Text excerpt:
:::::

# Blackwater 11-4-14



## azevedo16 (Aug 18, 2010)

Windy!


----------



## azevedo16 (Aug 18, 2010)

Another pic


----------



## ThaFish (Feb 27, 2013)

Dang, that's a gator right there.


----------



## fishmagician (Jun 4, 2014)

You fishing a day into the future, now that's something!! Damn good fish


----------



## barefoot (Nov 3, 2011)

Dang Az...you predicting the future? (the date is off)
Complete w photos and everything...lol.

I saw you this afternoon, I waved but you were in cast mode w/ the long rod.
What did the trout measure?


----------



## azevedo16 (Aug 18, 2010)

Yep I got a little ahead of myself with the date. 
She measured just a little over 24".


----------



## Robin (Mar 22, 2011)

Nice Fish.................mind sharing what he hit?

Robin


----------



## azevedo16 (Aug 18, 2010)

barefoot said:


> Dang Az...you predicting the future? (the date is off)
> Complete w photos and everything...lol.

:::::

Data listing
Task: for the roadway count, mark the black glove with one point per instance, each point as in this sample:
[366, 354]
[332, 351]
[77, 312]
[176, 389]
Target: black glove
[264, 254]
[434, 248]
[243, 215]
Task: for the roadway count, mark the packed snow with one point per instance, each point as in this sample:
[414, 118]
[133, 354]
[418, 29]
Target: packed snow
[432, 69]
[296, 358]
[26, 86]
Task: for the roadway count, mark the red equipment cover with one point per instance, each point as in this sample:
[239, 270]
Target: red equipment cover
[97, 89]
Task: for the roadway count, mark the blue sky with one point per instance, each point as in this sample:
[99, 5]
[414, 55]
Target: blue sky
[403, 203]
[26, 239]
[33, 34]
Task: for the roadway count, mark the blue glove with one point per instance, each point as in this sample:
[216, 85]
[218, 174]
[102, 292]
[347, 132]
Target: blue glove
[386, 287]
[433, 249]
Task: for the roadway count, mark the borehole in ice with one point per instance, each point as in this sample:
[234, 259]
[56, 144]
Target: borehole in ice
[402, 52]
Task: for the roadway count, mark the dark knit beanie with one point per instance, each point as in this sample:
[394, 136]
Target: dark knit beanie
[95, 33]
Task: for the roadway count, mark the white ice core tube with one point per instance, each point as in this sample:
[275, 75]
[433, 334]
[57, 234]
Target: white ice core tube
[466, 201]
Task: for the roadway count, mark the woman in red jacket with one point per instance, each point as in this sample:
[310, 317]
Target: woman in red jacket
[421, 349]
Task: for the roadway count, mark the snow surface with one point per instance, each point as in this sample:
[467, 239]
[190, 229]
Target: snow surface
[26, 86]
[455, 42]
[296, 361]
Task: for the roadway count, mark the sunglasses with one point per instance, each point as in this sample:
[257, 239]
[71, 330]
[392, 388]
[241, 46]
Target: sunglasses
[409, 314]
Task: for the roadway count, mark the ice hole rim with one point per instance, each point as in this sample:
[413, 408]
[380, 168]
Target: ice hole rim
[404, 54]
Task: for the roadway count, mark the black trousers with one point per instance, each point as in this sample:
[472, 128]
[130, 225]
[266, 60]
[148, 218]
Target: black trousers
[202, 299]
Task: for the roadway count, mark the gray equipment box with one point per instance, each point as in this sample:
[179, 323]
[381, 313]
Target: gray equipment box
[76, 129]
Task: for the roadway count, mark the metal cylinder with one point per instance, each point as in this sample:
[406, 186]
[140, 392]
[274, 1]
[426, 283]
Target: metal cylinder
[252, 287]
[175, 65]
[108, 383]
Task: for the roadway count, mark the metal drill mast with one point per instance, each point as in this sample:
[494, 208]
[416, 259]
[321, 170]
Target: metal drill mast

:::::

Request: Carry on the Blackwater fishing thread from the point where it stops. The items come from a different source than the Blackwater fishing thread.

Output of the exercise:
> 
> I saw you this afternoon, I waved but you were in cast mode w/ the long rod.
> What did the trout measure?


Barefoot I am sorry that you had to witness me in cast mode!


----------



## azevedo16 (Aug 18, 2010)

Robin said:


> Nice Fish.................mind sharing what he hit?
> 
> Robin


A tan gurgler


----------



## barefoot (Nov 3, 2011)

azevedo16 said:


> Barefoot I am sorry that you had to witness me in cast mode!


 Hey...must be working however you're doing it...nice trout.


----------



## Robin (Mar 22, 2011)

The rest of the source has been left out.